** PASSAGE PROVIDED follows **
PGC-1α protects against MASH via Tim23-dependent inhibition of DRP1-mediated ferroptosis.

Abstract

Peroxisome proliferator-activated receptor gamma coactivator 1α (PGC-1α) is crucial for mitochondrial function and biogenesis. However, whether and how PGC-1α can regulate hepatocyte ferroptosis during the pathogenic process of metabolic dysfunction-associated steatohepatitis (MASH) has not been clarified. Hepatocyte ferroptosis was assessed in the liver of MASH patients and in vivo and in vitro MASH models. The mechanisms by which PGC-1α regulated hepatocyte ferroptosis during the process of MASH were examined by Western blot, reverse transcription quantitative polymerase chain reaction (RT-qPCR), immunofluorescence, luciferase reporter, and co-immunoprecipitation assays. Hepatocyte ferroptosis, down-regulated Tim23 and up-regulated ACSL4 expression were observed in the livers of MASH patients, and in vivo and in vitro MASH models. PGC-1α deficiency exacerbated hepatocyte ferroptosis in mouse models of MASH induced by high-fat diet and methionine- and choline-deficient diet, and primary mouse hepatocytes that had been treated with palmitic acid. Conversely, PGC-1α over-expression mitigated hepatocyte ferroptosis in these models. Mechanistically, PGC-1α promoted the binding of nuclear respiratory factor (Nrf)1 to the Tim23 promoter, reducing Drp1 transcription and ACSL4 mitochondrial translocation, inhibiting hepatocyte ferroptosis and MASH. These findings indicated that PGC-1α inhibited hepatocyte ferroptosis and attenuated MASH by upregulating Tim23 and inhibiting the Drp1-ACSL4 axis.
** End of PASSAGE PROVIDED **
** EXTRACTED DATA follows **
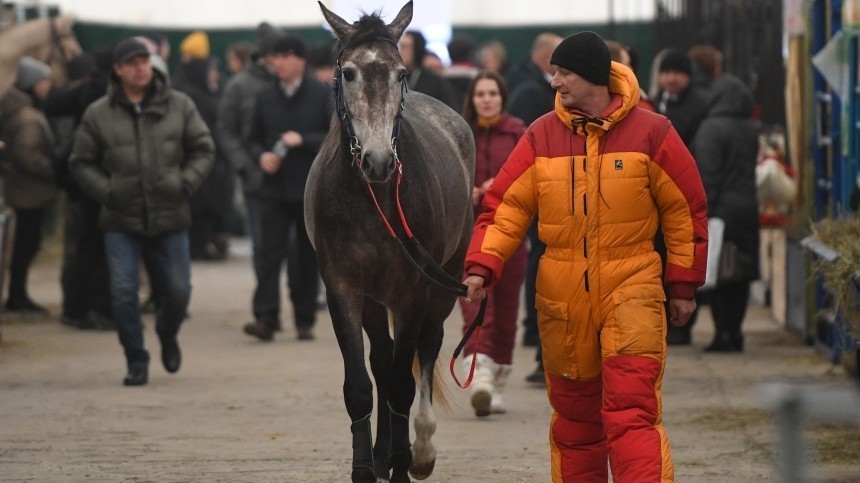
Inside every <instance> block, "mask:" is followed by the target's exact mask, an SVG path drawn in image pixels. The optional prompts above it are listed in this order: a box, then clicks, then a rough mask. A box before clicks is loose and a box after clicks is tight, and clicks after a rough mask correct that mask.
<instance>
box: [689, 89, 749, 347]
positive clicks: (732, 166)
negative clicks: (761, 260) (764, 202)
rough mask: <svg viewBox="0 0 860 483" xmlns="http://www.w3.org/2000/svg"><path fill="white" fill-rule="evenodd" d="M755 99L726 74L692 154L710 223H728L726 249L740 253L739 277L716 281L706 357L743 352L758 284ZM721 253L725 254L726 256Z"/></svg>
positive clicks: (696, 136) (738, 273)
mask: <svg viewBox="0 0 860 483" xmlns="http://www.w3.org/2000/svg"><path fill="white" fill-rule="evenodd" d="M753 105H754V101H753V94H752V91H751V90H750V89H749V87H747V86H746V85H745V84H744V83H743V82H742V81H741V80H740V79H738V78H737V77H735V76H733V75H731V74H722V75H720V76H719V77H717V78H716V80H714V82H713V84H711V96H710V98H709V105H708V117H706V118H705V120H704V121H702V124H701V126H700V128H699V131H698V132H697V133H696V137H695V138H693V143H692V147H693V149H692V152H693V155H694V156H695V157H696V164H697V165H698V167H699V172H700V173H701V174H702V183H703V184H704V186H705V193H707V196H708V218H719V219H721V220H723V221H724V222H725V233H724V236H723V244H724V245H730V244H731V245H734V247H736V248H737V255H736V257H735V260H736V268H737V273H738V276H736V277H735V278H734V279H733V280H718V281H717V286H716V287H714V288H713V289H712V290H711V293H710V302H711V315H713V319H714V329H715V331H714V332H715V333H714V339H713V341H712V342H711V344H710V345H708V346H707V347H706V348H705V350H706V351H708V352H740V351H742V350H743V348H744V337H743V334H742V332H741V325H742V323H743V319H744V315H745V314H746V309H747V303H748V302H749V295H750V282H751V281H753V280H756V279H758V278H759V275H760V274H759V220H758V198H757V197H756V185H755V167H756V161H757V159H758V149H759V142H758V129H757V128H756V126H755V124H754V123H753V122H752V121H751V119H750V118H751V117H752V113H753ZM723 253H726V251H725V250H724V251H723Z"/></svg>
** End of EXTRACTED DATA **
ASSIGNMENT:
Translate this sentence from the PGC-1α abstract into Spanish: "Conversely, PGC-1α over-expression mitigated hepatocyte ferroptosis in these models." The entries were drawn from a separate source.

RESPONSE AREA:
Por el contrario, la sobreexpresión de PGC-1α mitigó la ferroptosis de los hepatocitos en estos modelos.